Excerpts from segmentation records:
START

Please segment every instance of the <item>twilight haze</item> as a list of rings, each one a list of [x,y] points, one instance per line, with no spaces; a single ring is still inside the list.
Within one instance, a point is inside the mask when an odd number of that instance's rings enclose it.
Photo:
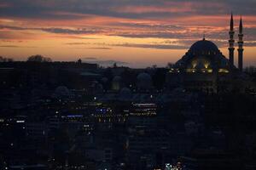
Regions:
[[[255,0],[1,0],[0,55],[166,66],[206,34],[228,57],[233,11],[236,48],[242,15],[245,65],[256,65],[255,7]]]

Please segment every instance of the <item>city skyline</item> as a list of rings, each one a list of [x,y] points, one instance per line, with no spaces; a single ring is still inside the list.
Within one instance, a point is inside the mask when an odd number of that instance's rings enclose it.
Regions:
[[[196,41],[215,42],[228,58],[229,23],[235,26],[235,64],[240,15],[244,65],[255,65],[256,3],[240,1],[3,1],[0,55],[25,60],[117,62],[131,67],[175,63]]]

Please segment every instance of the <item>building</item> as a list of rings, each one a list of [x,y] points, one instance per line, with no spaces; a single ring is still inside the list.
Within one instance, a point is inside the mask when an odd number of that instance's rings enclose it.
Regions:
[[[227,59],[217,45],[203,37],[195,42],[188,52],[170,69],[167,85],[170,88],[182,86],[186,89],[197,89],[215,93],[229,89],[230,82],[242,71],[243,34],[242,21],[240,20],[238,42],[238,68],[234,65],[234,24],[230,20],[230,57]]]

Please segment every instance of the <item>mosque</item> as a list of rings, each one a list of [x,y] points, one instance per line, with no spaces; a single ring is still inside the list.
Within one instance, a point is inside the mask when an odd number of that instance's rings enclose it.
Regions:
[[[238,34],[238,69],[234,65],[234,20],[230,18],[229,59],[218,48],[203,37],[195,42],[188,52],[170,69],[166,82],[170,88],[182,86],[184,88],[216,92],[229,88],[229,82],[234,75],[242,72],[243,32],[240,20]]]

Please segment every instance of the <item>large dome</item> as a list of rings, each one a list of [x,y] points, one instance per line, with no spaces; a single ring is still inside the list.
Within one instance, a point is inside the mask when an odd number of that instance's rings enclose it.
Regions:
[[[201,41],[195,42],[189,48],[189,52],[206,54],[209,52],[218,53],[218,48],[212,42],[203,39]]]

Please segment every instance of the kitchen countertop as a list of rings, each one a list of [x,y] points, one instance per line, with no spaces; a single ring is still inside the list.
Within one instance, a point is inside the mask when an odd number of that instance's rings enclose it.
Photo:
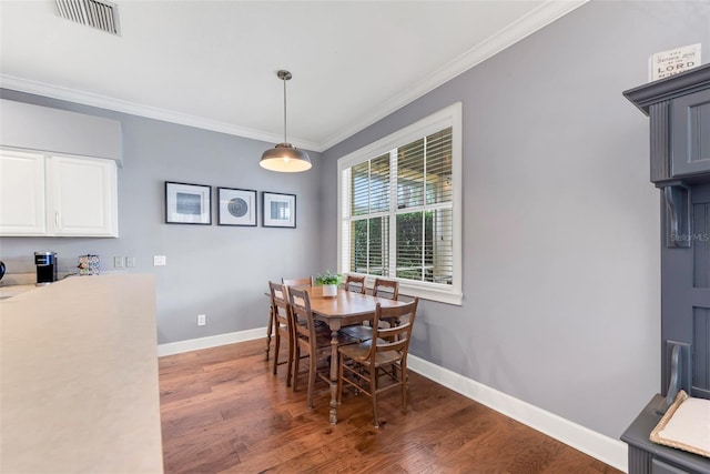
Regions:
[[[4,300],[6,297],[17,296],[18,294],[22,294],[30,290],[40,289],[44,286],[38,286],[36,284],[16,284],[16,285],[7,285],[0,286],[0,300]]]
[[[162,473],[153,276],[36,289],[0,302],[0,472]]]

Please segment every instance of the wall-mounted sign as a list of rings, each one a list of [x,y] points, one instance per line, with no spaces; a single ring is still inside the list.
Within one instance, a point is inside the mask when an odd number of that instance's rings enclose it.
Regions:
[[[701,43],[690,44],[651,56],[649,79],[656,81],[699,67],[701,64],[700,46]]]

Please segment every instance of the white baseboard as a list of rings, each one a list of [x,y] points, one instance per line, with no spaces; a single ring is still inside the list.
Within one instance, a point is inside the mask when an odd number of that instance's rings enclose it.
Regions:
[[[171,342],[168,344],[158,344],[158,356],[162,357],[164,355],[181,354],[183,352],[216,347],[217,345],[233,344],[235,342],[253,341],[255,339],[265,337],[265,334],[266,327],[258,327],[255,330],[237,331],[226,334],[211,335],[207,337],[191,339],[187,341]]]
[[[235,342],[263,339],[266,327],[219,334],[189,341],[158,345],[158,355],[173,355],[182,352],[215,347]],[[527,402],[515,399],[487,385],[440,367],[424,359],[409,355],[408,369],[439,383],[467,399],[475,400],[496,412],[503,413],[531,428],[545,433],[575,450],[581,451],[619,471],[628,472],[628,447],[626,443],[605,436],[585,426],[572,423],[554,413],[546,412]]]
[[[628,446],[619,440],[599,434],[415,355],[409,354],[407,367],[619,471],[628,472]]]

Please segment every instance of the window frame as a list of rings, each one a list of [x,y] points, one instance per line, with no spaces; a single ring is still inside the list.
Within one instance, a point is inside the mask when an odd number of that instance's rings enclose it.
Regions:
[[[452,284],[422,282],[414,280],[397,279],[399,281],[399,292],[406,295],[419,296],[425,300],[442,303],[462,305],[462,278],[463,278],[463,219],[462,219],[462,195],[463,195],[463,104],[456,102],[448,105],[410,125],[407,125],[387,137],[384,137],[368,145],[365,145],[337,160],[337,269],[338,273],[349,273],[349,245],[344,244],[344,222],[349,219],[349,211],[344,210],[344,203],[349,202],[348,186],[343,184],[343,173],[359,163],[366,162],[382,154],[389,153],[395,148],[403,147],[423,137],[452,127],[452,184],[454,193],[452,196]],[[396,192],[396,188],[395,188]],[[395,195],[396,199],[396,195]],[[390,224],[392,225],[392,224]],[[390,242],[392,245],[392,242]],[[392,248],[389,249],[392,255]],[[372,286],[375,276],[366,275],[367,283]]]

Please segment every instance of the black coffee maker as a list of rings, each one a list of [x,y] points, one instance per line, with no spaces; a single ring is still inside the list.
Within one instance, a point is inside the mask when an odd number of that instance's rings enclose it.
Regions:
[[[57,281],[57,253],[34,252],[37,265],[37,284],[50,284]]]

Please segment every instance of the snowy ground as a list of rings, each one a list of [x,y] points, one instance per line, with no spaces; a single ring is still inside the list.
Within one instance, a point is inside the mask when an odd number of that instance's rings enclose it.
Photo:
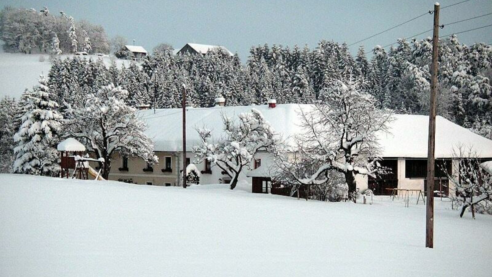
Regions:
[[[19,99],[26,88],[31,89],[37,84],[39,74],[47,75],[51,68],[50,55],[48,54],[26,54],[20,53],[4,53],[0,43],[0,98],[4,96]],[[62,55],[59,58],[65,59],[73,55]],[[40,62],[42,57],[44,62]],[[97,59],[100,57],[91,55],[81,56],[87,59]],[[111,61],[109,57],[102,57],[109,66]],[[114,57],[113,58],[114,59]],[[118,66],[127,61],[115,59]]]
[[[492,276],[492,216],[435,204],[430,249],[414,202],[0,175],[0,276]]]

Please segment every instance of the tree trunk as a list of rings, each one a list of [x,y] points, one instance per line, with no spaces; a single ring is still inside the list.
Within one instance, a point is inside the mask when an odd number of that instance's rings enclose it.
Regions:
[[[234,189],[236,187],[236,185],[238,184],[238,178],[239,177],[239,173],[236,173],[234,175],[234,177],[232,178],[231,181],[231,189]]]
[[[109,171],[111,168],[111,164],[109,160],[109,157],[104,157],[104,163],[102,164],[102,172],[101,173],[101,174],[102,175],[102,177],[105,179],[107,180],[108,177],[109,176]]]
[[[466,210],[466,208],[468,208],[468,206],[467,205],[463,205],[463,208],[461,208],[461,212],[460,214],[460,217],[463,217],[463,215],[464,214],[464,211]]]
[[[355,192],[355,176],[352,171],[347,171],[345,173],[345,181],[348,186],[348,194],[350,195]]]

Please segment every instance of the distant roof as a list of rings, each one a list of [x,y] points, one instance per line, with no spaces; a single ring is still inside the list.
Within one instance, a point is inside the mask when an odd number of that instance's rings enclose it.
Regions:
[[[226,52],[228,53],[231,56],[234,56],[234,54],[232,54],[232,52],[227,50],[227,48],[224,47],[224,46],[221,46],[219,45],[209,45],[208,44],[199,44],[198,43],[186,43],[186,44],[189,45],[190,47],[193,48],[196,52],[198,53],[201,53],[202,54],[207,54],[207,52],[208,52],[209,51],[211,50],[216,49],[217,48],[221,48],[222,50],[224,50]],[[184,47],[184,46],[183,47]]]
[[[149,53],[144,47],[138,45],[125,45],[124,47],[133,53],[145,53],[145,54]]]
[[[259,110],[266,121],[287,141],[295,135],[303,132],[298,112],[307,111],[313,105],[308,104],[280,104],[273,108],[268,105],[250,106],[215,106],[210,108],[187,108],[186,147],[191,151],[201,143],[195,127],[212,130],[212,136],[223,135],[222,114],[237,118],[237,115],[250,112],[252,108]],[[139,111],[147,122],[147,134],[155,143],[158,151],[180,151],[182,145],[182,109],[157,109]],[[426,158],[427,157],[429,117],[413,114],[397,114],[389,124],[391,134],[378,135],[382,157]],[[162,132],[162,126],[166,132]],[[492,158],[492,140],[477,135],[441,116],[436,120],[435,156],[451,158],[453,151],[460,145],[472,146],[480,157]]]
[[[484,169],[484,170],[492,174],[492,161],[485,162],[480,164],[480,167]]]
[[[58,151],[85,152],[86,146],[73,138],[69,138],[58,143],[57,150]]]
[[[427,158],[429,116],[397,114],[390,134],[380,134],[383,157]],[[492,140],[444,118],[436,117],[435,157],[451,158],[460,146],[471,147],[479,157],[492,157]]]

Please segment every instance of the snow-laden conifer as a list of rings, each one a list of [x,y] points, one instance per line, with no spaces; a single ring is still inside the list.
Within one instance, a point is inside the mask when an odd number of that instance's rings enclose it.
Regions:
[[[13,171],[36,175],[55,175],[60,170],[55,148],[62,116],[57,109],[44,76],[23,98],[25,111],[22,124],[14,136],[16,160]]]

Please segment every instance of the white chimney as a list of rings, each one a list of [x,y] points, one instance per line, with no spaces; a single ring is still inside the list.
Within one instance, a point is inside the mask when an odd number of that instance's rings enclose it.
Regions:
[[[277,106],[277,100],[275,99],[269,99],[267,102],[268,103],[268,107],[270,108],[274,108]]]
[[[225,105],[225,98],[222,96],[215,98],[215,105],[221,106]]]

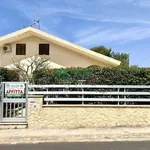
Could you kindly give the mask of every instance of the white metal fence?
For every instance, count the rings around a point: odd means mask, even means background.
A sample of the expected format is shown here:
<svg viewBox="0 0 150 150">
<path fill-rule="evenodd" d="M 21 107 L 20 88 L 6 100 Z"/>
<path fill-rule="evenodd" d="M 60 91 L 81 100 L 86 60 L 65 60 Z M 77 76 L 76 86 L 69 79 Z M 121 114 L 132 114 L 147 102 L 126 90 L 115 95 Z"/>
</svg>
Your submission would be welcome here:
<svg viewBox="0 0 150 150">
<path fill-rule="evenodd" d="M 150 86 L 29 85 L 29 95 L 43 95 L 43 105 L 150 105 Z"/>
</svg>

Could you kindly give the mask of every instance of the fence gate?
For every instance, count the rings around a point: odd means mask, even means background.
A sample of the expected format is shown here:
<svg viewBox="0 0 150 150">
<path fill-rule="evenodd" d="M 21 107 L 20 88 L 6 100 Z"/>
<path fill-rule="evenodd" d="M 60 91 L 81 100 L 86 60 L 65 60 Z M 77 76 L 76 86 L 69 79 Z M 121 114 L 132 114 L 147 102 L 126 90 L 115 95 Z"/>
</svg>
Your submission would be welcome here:
<svg viewBox="0 0 150 150">
<path fill-rule="evenodd" d="M 2 82 L 0 122 L 26 122 L 28 87 L 25 82 Z"/>
</svg>

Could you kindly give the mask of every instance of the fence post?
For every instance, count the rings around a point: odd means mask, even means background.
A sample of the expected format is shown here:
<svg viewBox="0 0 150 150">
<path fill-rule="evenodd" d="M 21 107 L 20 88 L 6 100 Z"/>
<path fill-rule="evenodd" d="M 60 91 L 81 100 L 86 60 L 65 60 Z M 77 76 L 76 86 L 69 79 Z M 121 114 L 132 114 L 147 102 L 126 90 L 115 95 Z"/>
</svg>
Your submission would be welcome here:
<svg viewBox="0 0 150 150">
<path fill-rule="evenodd" d="M 119 91 L 120 91 L 120 89 L 118 88 L 118 105 L 120 104 L 120 102 L 119 102 Z"/>
</svg>

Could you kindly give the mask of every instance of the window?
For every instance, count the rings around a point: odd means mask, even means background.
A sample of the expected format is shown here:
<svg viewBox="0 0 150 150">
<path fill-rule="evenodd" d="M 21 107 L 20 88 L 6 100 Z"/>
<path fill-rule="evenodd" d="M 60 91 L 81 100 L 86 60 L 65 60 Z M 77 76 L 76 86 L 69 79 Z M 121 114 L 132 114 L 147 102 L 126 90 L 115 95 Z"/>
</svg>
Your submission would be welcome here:
<svg viewBox="0 0 150 150">
<path fill-rule="evenodd" d="M 26 44 L 16 44 L 16 55 L 26 55 Z"/>
<path fill-rule="evenodd" d="M 49 55 L 49 44 L 39 44 L 39 55 Z"/>
</svg>

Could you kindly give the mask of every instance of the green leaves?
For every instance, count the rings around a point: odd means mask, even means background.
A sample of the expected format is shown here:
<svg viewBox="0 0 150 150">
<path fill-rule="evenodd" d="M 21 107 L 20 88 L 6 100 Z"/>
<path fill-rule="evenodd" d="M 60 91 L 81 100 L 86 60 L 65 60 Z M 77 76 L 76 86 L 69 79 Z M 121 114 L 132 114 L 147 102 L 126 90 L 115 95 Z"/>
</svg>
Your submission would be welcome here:
<svg viewBox="0 0 150 150">
<path fill-rule="evenodd" d="M 2 81 L 19 81 L 19 75 L 14 70 L 0 68 L 0 82 Z"/>
<path fill-rule="evenodd" d="M 60 73 L 61 72 L 61 73 Z M 42 69 L 34 72 L 36 84 L 83 84 L 97 85 L 149 85 L 150 71 L 147 69 L 122 68 L 68 68 Z"/>
</svg>

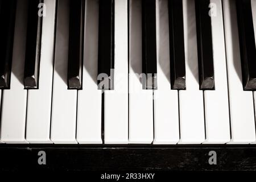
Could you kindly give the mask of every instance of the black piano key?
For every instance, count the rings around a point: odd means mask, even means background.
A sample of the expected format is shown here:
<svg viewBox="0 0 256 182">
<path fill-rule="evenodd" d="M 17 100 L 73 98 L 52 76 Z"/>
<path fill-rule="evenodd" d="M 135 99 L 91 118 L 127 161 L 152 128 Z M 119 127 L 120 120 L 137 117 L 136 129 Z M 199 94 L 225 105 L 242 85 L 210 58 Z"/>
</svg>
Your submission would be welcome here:
<svg viewBox="0 0 256 182">
<path fill-rule="evenodd" d="M 185 89 L 186 72 L 182 1 L 169 0 L 168 9 L 171 88 Z"/>
<path fill-rule="evenodd" d="M 142 0 L 142 73 L 147 89 L 156 89 L 156 27 L 155 0 Z"/>
<path fill-rule="evenodd" d="M 0 89 L 10 89 L 16 0 L 0 1 Z"/>
<path fill-rule="evenodd" d="M 256 48 L 250 0 L 237 1 L 242 82 L 244 90 L 256 89 Z"/>
<path fill-rule="evenodd" d="M 98 89 L 113 89 L 114 0 L 100 0 L 98 51 Z M 101 84 L 103 82 L 104 85 Z"/>
<path fill-rule="evenodd" d="M 200 89 L 214 89 L 214 77 L 210 0 L 196 0 Z"/>
<path fill-rule="evenodd" d="M 68 88 L 82 88 L 84 0 L 70 1 Z"/>
<path fill-rule="evenodd" d="M 43 17 L 38 14 L 38 5 L 43 2 L 43 0 L 28 1 L 24 70 L 24 86 L 26 89 L 37 89 L 39 86 Z"/>
</svg>

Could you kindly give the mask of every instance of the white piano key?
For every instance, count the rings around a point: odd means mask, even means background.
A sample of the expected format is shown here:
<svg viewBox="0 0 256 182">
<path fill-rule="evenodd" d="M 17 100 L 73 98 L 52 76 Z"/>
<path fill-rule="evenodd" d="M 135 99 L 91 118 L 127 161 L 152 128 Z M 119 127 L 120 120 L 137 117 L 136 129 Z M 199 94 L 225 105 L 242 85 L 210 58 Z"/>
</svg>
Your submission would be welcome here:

END

◆ INSTRUCTION ◆
Please rewrite everything from the line containing "Please segment every instance of the black" down to the line containing "[[[57,281],[57,253],[34,252],[37,265],[37,284],[50,284]]]", keeping the requests unchanged but multiplying every coordinate in the answers by 1.1 and rounding to whole numbers, with halves rounded up.

◆ SOLVED PROBLEM ◆
Please segment every instance of the black coffee maker as a list of rings, each one a list of [x,y] points, one instance per line, with no spaces; a single ring is still inside the list.
Within one instance, a point is inside the mask when an odd number of that instance's rings enclose it.
Regions:
[[[63,309],[63,278],[37,277],[41,292],[41,312],[55,312]]]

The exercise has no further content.